*PAGE EXCERPT:*
★ ★ ★

# Hi everyone



## Holly_M (May 14, 2014)

I'm Holly and I'm from Ireland. Well, Belfast specifically. Anyway, I've recently started getting pretty serious with my writing and as soon as the creative writing course I'm currently completing finishes (two weeks), I'll be diving in more thoroughly! I've loved what I've seen on here so far, so really looking forward to getting more involved. Thanks.


----------



## Bishop (May 14, 2014)

Why wait until the class is over? No better time than the present to write! Oh, wow, I really should take my own advice and get back to writing...

Welcome to the writing forums!
Writing Forums: Where solutions to procrastination are rampant, talked about, and hardly used.


----------



## Bard_Daniel (May 14, 2014)

My mother was born in Belfast.

Hello lassie!


----------



## Pandora (May 14, 2014)

Hi Holly it is a wonderful forum isn't it? Great to have you here. Make ten posts then you can share your work with us.
Welcome!


----------



## Holly_M (May 14, 2014)

Thanks for the welcome. I know, why wait! I'm writing a transgressive style story at the minute for an assignment that's due, so I'm just busy with that. As soon as I'm finished though, I'll definitely share. Thanks again.

Oh and yes; it's a brilliant forum!


----------



## Holly_M (May 14, 2014)

danielstj said:


> My mother was born in Belfast.
> 
> Hello lassie!



Lassies Scottish lol! My partner is Scottish though, so he says that all the time lol!

Thanks for the welcome by the way!


----------



## boxofbizarro (May 14, 2014)

Bishop said:


> Why wait until the class is over? No better time than the present to write! Oh, wow, I really should take my own advice and get back to writing...
> 
> Welcome to the writing forums!
> Writing Forums: Where solutions to procrastination are rampant, talked about, and hardly used.



In all honesty, it seems to me that forums are all just some form of writer's procrastination. Just the most fun and most helpful form. At least that is how it seems to work for me. But why procrastinate any other way. Might as well help others while we procrastinate.


----------



## J Anfinson (May 14, 2014)

★ ★ ★

*TASK REQUIREMENTS:*
**A)** In the welcome thread, shorten the paragraph that begins "I'm Holly and I'm from Ireland" while keeping its main facts.
**B)** Write what comes next in the welcome thread, picking up from its final line.

(Recorded data)
★ ★ ★

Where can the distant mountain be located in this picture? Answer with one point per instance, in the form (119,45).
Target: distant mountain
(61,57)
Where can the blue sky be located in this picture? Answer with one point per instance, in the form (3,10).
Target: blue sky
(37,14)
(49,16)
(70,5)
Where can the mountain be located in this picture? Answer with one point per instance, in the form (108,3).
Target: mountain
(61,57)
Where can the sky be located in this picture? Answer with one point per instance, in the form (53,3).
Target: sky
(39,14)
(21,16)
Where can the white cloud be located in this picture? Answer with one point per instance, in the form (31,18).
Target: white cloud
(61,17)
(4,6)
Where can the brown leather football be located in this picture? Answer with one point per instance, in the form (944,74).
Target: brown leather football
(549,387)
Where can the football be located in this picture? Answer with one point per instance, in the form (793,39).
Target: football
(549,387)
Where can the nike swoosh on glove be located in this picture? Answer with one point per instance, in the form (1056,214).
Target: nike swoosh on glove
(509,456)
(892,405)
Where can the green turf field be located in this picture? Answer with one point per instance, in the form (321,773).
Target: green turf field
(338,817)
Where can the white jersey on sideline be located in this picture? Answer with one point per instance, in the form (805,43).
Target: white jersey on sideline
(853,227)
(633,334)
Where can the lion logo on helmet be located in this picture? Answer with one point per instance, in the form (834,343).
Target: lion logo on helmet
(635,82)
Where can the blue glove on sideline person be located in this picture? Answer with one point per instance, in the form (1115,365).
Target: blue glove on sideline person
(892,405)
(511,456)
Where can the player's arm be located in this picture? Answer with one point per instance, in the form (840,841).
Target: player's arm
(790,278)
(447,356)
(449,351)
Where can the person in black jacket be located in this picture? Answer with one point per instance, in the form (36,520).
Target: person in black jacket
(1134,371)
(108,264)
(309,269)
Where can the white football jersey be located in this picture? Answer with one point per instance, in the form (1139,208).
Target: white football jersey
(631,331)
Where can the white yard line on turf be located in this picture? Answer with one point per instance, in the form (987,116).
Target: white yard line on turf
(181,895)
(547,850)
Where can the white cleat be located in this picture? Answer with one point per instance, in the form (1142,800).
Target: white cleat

★ ★ ★

*ANSWERS PROVIDED:*
**A)** Holly is from Belfast, Ireland. She has recently become serious about her writing and plans to dive in more fully once her creative writing course ends in two weeks. She has enjoyed what she has seen on the forum so far and looks forward to getting more involved.

**B)**
Hi! If there's anything I can help you with, let me know. Hope we can teach you a few things, and possibly learn something from you as well.


----------



## TheYellowMustang (May 14, 2014)

Ah, I love Ireland. Never been there, don't know much about it. I just like to admire it from a distance. I think it all started with Boondock Saints. 

Welcome


----------



## Blade (May 14, 2014)

:welcome:Welcome to the forums. Dive in as much and as soon as you see fit. I am sure you will find it worth your while.



boxofbizarro said:


> In all honesty, it seems to me that forums are all just some form of writer's procrastination. Just the most fun and most helpful form. At least that is how it seems to work for me. But why procrastinate any other way. Might as well help others while we procrastinate.



On the other hand sometimes when you put things off you eventually discover that whatever it was never had to be done in the first place saving you pointless time and effort.:sunny:


----------



## Holly_M (May 15, 2014)

Exactly boxofbizarro!



J Anfinson said:


> Hi! If there's anything I can help you with, let me know. Hope we can teach you a few things, and possibly learn something from you as well.



Thanks so much.



TheYellowMustang said:


> Ah, I love Ireland. Never been there, don't know much about it. I just like to admire it from a distance. I think it all started with Boondock Saints.
> 
> Welcome



You'll have to holiday here sometime. Thanks.



Blade said:


> :welcome:Welcome to the forums. Dive in as much and as soon as you see fit. I am sure you will find it worth your while.
> 
> 
> On the other hand sometimes when you put things off you eventually discover that whatever it was never had to be done in the first place saving you pointless time and effort.:sunny:



Very true Blade. Thanks.


----------



## thepancreas11 (May 19, 2014)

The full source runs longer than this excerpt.